* _DOCUMENT EXTRACT_
□ □ □ □ □

On Thursday, December 27th, Health Canada detailed a new three-part method aimed to help safety, oversight, and quality in the Canadian medical device market.

This plan has come soon after the investigation of the relationship between patient harm and surgically implanted medical devices, carried out by the International Consortium of Investigative Journalists. The investigation caused Ginette Petitpas Taylor, the current Canadian Minister of Health, to prompt Health Canada to address the medical device premarket approval processes, adverse event reporting, and clinical data access.

This method hopes to advance how medical devices are brought onto the market and subsequently followed up with via post-market surveillance.  In addition, the organization wants to make clinical data more publicly available, thus promoting greater transparency around the use of devices by patients.

□ □ □ □ □

* _WORK ITEM 1_
From the passage on Health Canada's medical device plan, list the areas that the Minister of Health prompted Health Canada to address.
* _WORK ITEM 2_
Write the next part of the passage on Health Canada's medical device plan, picking up after its final sentence.

□ □ □ □ □

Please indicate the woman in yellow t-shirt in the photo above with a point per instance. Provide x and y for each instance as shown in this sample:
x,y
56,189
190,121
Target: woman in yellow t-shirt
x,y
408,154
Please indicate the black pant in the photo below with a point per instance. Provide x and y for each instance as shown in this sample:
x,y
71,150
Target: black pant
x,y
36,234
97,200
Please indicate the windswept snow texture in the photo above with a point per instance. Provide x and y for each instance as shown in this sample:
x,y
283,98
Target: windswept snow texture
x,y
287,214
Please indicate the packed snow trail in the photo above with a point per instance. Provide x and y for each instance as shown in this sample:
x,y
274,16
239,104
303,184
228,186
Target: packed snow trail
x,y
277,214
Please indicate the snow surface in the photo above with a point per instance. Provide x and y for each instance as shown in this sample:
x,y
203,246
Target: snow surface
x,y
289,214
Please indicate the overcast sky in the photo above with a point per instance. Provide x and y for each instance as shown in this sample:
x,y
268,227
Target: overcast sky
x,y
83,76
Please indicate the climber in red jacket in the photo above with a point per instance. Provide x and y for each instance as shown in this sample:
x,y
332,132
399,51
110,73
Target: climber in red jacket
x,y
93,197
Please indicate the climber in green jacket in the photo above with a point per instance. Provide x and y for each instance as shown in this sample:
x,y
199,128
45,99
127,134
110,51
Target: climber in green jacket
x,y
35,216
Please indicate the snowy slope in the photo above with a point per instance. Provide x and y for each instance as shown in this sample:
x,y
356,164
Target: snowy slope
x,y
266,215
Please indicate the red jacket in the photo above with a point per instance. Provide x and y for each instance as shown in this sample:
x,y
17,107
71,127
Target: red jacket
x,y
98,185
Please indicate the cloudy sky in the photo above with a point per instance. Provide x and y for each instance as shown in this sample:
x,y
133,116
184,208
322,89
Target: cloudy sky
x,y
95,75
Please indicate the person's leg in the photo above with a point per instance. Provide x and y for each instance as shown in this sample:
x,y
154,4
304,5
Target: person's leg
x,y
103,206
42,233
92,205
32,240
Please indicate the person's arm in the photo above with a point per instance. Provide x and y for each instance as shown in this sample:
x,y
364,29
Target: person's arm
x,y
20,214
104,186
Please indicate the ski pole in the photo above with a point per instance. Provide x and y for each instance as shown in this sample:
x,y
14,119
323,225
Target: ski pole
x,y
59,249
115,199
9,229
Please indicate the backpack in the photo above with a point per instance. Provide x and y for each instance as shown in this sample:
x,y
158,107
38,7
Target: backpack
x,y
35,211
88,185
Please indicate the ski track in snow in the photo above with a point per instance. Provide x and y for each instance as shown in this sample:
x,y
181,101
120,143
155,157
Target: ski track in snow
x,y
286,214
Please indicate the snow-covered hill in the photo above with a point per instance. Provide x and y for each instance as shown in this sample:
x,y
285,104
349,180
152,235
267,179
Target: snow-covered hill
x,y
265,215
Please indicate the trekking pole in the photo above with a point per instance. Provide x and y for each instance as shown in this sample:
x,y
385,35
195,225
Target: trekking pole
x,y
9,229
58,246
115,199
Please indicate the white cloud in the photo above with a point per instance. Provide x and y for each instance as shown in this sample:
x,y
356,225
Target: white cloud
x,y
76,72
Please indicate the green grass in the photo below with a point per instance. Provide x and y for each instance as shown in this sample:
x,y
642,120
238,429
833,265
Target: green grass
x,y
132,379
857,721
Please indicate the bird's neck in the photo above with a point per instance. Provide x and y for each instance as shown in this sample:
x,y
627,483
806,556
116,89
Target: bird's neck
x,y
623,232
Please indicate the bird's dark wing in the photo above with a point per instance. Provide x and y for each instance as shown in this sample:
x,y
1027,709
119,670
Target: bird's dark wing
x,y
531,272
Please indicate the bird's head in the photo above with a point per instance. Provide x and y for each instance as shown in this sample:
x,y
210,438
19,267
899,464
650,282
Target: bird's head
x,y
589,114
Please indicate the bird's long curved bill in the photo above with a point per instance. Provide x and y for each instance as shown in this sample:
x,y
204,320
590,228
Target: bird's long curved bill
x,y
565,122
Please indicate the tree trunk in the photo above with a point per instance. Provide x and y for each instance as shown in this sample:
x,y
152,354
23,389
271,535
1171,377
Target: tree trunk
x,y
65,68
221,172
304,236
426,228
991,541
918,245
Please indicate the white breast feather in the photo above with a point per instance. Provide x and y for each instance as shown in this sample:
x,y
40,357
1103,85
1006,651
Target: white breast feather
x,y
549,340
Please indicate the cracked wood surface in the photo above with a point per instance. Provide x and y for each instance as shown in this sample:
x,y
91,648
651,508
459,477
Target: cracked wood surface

□ □ □ □ □

* _YOUR RESPONSE 1_
medical device premarket approval processes
adverse event reporting
clinical data access

* _YOUR RESPONSE 2_
Health Canada wants to encompass all perspectives, especially those that use medical devices in its new regulations and policies in 2019 and 2020.  The three parts that comprise this plan each have their own general timelines, but there are specific deadlines for 2019 as seen below.

In order by month:

  • January: “Call for members to form a new scientific advisory committee on women’s health issues for drugs and medical devices; begin publishing de-personalized data extract files on medical device incidents, complaints and recalls; increase the number of published summaries on approved license applications by expanding from the current class IV limit to include class III.”  
  • March: Hire eight more compliance inspectors and two investigational analysts.  The focus should be on medical devices for the first meeting of the new women’s health scientific advisory committee.
  • April: Increase foreign device manufacturing site inspections from 80 to 95.
  • May: Past meetings have focused on digital health and cardiovascular devices. Now, the goal is to also have meetings with the women’s health scientific advisory committee.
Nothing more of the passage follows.